Excerpted text:
-----

In the third century a Chinese envoy wrote of a visit to the land of Wa (as Japan was known). At the time the country was divided into many small states, and he described how one of them called Yamatai was ruled by a shaman-queen called Himiko (or more probably Pimiko). Amongst the customs of the country were polygamy, divination, the wearing of headbands, the clapping of hands during worship, tattooing of fishermen to avoid sea monsters, and the burial of the dead in a small mound with a mourning period of up to ten days. There was little crime, and punishments were severe. But most fascinating of all is the description of the ruler. The state had been ruled by a man previously, but civil unrest over many years prompted the people to turn to a woman. Here is a quotation from the Chinese account:
“She occupied herself with magic and sorcery, bewitching the people. Though mature in age, she remained unmarried. She had a younger brother who assisted her in ruling the country. After she became the ruler, there were few who saw her. She had one thousand women as attendants, but only one man. He served her food and drink and acted as a medium of communication. She resided in a palace surrounded by towers and stockades, with armed guards in a state of constant vigilance.” (taken from Sources of Japanese Tradition)
The account clearly suggests a type of shaman who kept herself pure by remaining unmarried and whose oracular messages were interpreted by her ‘brother‘. Historians see in this a female-male collaboration that was common in ancient times. While the female is possessed by the kami, the male acts as interpreter of the oracle to the wider world. The primacy of the female in Himiko’s time was to give way over time to the authority of the male priest, sanctioned by Confucianism. In this way the female miko (originally a shaman) who spoke with the voice of the kami became relegated to the humble shrine attendant that she is today.
The mystery of Yamatai
The location of Yamatai has long been the subject of controversy: was it in Kyushu, or in Kansai? It’s rather like the quest to locate Arthur’s Camelot in England. In recent years it’s been claimed that Himiko’s grave has been identified. The burial place is known as Hashihaka, just fifteen minutes walk from Hibara Jinja near Omiwa (http://www.greenshinto.com/wp/2011/08/11/hibara-jinja-and-amaterasu/). It has been dated from between 240 and 260 which would fit in perfectly with Himiko’s dates.

-----

Entries from a point annotation set:
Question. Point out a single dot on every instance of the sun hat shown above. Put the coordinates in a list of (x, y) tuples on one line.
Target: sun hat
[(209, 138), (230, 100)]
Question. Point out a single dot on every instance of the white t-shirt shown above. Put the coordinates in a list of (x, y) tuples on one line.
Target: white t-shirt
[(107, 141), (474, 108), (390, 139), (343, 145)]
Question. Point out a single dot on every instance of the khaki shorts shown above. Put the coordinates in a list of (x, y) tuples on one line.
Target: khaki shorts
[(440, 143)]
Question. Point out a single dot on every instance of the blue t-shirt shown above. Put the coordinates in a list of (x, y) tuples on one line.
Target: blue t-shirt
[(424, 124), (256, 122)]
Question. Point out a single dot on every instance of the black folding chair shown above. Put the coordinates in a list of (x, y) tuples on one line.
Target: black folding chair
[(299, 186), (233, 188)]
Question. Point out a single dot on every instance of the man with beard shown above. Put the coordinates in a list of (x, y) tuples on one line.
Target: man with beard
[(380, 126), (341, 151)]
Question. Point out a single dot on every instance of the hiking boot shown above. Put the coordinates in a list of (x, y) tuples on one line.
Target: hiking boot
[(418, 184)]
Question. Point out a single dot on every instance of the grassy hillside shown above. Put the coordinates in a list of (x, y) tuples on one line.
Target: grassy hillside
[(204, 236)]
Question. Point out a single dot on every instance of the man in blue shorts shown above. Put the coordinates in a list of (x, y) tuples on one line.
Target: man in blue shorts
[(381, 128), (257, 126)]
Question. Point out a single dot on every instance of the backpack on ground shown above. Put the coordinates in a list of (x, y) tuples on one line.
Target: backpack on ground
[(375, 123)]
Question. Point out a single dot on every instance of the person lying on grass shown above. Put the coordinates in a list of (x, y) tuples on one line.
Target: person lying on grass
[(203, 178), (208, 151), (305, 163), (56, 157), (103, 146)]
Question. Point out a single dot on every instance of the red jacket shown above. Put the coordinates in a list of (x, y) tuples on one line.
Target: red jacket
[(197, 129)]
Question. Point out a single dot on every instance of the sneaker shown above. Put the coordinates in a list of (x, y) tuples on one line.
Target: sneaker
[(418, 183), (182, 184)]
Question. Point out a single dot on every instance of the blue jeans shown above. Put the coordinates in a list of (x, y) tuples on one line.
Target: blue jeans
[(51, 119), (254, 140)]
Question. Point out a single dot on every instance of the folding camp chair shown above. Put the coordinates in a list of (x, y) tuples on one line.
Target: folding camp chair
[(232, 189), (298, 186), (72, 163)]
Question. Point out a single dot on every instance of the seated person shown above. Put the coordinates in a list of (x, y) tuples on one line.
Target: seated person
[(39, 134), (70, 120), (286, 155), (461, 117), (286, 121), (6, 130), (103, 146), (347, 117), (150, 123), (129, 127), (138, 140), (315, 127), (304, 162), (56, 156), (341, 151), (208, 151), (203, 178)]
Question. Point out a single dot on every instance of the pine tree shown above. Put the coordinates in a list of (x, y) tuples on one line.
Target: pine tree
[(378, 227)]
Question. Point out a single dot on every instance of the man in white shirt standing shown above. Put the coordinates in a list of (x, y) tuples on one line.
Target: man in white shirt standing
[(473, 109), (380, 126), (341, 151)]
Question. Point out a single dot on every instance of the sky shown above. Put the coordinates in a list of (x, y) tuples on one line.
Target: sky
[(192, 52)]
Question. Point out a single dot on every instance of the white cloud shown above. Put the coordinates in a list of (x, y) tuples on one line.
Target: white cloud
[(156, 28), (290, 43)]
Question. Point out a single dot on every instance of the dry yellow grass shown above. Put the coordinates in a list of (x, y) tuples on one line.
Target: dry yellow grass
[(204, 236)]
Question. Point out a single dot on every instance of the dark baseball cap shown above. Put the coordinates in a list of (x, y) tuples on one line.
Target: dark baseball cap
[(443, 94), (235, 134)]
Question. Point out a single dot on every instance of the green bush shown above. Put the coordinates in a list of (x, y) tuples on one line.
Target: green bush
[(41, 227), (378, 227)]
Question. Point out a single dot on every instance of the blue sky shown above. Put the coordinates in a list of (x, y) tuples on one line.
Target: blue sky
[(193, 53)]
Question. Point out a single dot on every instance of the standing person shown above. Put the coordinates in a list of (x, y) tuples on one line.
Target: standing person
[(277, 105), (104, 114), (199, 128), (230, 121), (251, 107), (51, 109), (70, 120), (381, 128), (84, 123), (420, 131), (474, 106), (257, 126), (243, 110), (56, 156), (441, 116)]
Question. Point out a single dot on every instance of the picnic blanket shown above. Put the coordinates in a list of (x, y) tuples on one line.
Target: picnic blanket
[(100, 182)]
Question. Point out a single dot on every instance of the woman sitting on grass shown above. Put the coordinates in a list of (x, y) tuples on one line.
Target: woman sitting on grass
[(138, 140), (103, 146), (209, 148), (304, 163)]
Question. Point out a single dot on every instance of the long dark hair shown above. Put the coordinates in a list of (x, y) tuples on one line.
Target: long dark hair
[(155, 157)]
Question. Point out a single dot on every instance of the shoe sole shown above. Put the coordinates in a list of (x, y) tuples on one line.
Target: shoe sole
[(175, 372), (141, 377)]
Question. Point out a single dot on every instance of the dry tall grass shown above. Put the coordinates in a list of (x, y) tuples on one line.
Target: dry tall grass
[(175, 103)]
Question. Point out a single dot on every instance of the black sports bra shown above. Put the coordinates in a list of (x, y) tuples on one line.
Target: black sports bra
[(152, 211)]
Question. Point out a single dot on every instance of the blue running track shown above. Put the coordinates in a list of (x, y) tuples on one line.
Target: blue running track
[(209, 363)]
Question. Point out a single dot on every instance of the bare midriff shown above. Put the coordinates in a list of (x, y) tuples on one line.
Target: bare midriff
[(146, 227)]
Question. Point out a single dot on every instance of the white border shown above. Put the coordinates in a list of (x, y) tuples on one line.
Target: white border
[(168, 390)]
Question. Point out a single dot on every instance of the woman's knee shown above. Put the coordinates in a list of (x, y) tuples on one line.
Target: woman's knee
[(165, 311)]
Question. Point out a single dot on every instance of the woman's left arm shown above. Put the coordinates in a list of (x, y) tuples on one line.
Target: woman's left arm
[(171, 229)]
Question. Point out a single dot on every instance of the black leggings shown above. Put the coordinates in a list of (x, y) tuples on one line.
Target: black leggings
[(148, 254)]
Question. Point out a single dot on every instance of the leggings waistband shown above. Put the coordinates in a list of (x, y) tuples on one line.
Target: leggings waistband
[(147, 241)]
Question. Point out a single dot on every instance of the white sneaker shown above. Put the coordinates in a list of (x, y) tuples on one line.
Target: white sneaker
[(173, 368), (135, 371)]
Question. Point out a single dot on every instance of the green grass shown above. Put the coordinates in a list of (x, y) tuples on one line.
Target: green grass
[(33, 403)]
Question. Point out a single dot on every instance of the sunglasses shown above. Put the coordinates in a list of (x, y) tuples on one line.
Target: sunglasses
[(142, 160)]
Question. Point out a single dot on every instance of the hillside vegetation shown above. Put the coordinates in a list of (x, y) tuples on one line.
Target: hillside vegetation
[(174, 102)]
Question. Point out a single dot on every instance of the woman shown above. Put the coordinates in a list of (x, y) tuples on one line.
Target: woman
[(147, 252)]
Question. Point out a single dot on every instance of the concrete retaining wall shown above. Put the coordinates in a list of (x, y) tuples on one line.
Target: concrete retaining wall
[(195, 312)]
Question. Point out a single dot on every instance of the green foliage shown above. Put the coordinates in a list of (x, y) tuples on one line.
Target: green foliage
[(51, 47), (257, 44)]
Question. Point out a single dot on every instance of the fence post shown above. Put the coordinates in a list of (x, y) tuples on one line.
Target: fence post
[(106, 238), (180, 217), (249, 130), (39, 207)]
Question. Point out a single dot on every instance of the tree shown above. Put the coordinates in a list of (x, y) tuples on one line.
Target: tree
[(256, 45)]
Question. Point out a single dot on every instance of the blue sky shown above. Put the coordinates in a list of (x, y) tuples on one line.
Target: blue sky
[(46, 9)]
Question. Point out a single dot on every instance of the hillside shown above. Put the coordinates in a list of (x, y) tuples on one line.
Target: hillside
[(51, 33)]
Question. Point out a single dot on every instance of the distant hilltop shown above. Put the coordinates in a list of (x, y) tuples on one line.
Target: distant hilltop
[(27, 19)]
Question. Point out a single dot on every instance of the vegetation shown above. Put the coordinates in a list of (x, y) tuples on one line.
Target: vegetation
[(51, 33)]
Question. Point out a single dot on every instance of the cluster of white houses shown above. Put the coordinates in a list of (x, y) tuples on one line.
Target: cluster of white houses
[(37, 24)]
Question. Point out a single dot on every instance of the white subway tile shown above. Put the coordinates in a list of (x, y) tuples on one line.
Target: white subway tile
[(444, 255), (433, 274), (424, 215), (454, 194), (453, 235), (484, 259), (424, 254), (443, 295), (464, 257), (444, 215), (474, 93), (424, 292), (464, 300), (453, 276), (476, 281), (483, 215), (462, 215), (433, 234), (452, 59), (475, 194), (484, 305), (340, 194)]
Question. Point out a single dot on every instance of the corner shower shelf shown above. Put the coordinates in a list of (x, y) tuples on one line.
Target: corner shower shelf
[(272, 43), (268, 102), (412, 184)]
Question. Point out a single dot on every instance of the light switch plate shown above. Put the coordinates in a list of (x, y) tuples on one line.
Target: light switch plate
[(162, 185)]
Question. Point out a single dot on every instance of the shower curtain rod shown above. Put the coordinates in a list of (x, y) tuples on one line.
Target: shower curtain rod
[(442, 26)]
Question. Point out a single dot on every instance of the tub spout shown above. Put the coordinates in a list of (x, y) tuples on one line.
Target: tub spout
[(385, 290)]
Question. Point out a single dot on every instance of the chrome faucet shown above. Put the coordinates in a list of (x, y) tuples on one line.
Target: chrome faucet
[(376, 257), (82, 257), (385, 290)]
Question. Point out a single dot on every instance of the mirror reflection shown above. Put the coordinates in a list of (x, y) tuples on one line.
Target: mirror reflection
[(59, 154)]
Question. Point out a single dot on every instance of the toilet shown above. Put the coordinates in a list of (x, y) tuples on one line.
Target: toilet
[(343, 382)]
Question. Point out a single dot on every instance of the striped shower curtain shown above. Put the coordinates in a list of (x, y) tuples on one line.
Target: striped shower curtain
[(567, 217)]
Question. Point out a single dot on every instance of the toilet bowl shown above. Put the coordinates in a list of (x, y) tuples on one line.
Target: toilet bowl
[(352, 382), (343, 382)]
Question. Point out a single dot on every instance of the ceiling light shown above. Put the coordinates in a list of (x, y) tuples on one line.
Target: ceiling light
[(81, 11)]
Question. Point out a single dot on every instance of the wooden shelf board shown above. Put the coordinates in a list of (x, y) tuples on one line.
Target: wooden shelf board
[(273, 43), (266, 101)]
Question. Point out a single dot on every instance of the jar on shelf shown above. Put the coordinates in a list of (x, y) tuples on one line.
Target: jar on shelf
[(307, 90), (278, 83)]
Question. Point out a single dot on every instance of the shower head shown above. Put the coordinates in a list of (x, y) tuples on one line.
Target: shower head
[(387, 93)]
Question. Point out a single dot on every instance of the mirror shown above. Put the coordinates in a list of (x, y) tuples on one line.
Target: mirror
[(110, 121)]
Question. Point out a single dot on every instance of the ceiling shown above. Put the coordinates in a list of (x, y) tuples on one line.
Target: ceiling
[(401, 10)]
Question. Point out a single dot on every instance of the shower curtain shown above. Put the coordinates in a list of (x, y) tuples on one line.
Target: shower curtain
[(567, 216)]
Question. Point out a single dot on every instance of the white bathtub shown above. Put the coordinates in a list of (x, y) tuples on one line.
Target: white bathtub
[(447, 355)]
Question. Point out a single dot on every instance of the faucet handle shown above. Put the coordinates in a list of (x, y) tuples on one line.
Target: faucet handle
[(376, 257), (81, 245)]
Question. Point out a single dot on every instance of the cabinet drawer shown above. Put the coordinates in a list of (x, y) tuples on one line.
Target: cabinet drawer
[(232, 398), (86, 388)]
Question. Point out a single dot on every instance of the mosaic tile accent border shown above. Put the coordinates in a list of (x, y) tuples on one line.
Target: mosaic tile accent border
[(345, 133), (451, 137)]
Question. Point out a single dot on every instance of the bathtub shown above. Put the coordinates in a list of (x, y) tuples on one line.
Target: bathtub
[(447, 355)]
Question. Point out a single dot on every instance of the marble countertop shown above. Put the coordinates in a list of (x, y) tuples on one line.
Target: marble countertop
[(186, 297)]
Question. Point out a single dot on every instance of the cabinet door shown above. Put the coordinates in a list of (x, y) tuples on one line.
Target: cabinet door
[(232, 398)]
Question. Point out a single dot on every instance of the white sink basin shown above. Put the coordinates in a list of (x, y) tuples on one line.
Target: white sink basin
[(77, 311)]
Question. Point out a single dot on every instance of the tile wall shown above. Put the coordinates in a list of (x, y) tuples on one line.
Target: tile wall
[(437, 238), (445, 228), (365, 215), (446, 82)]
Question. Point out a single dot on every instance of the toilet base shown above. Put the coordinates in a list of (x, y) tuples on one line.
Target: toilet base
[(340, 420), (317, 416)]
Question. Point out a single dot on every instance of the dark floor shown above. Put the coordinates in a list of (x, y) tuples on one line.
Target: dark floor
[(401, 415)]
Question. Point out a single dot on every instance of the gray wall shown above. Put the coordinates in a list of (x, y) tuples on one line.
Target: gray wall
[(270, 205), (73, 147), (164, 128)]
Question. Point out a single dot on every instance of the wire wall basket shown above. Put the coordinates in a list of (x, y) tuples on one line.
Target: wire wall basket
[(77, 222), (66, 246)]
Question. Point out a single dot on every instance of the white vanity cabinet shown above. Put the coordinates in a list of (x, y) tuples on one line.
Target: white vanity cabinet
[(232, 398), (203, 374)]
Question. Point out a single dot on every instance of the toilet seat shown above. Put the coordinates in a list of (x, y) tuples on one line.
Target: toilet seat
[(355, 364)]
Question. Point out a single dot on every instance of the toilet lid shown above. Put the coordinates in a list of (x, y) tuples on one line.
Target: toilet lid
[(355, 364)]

-----

What the task asks:
List each custom of the land of Wa that the passage on Himiko reports. This material comes from a source separate from the passage on Himiko.

Exercise answer:
- Polygamy
- Divination
- The wearing of headbands
- The clapping of hands during worship
- Tattooing of fishermen to avoid sea monsters
- Burial of the dead in a small mound, with a mourning period of up to ten days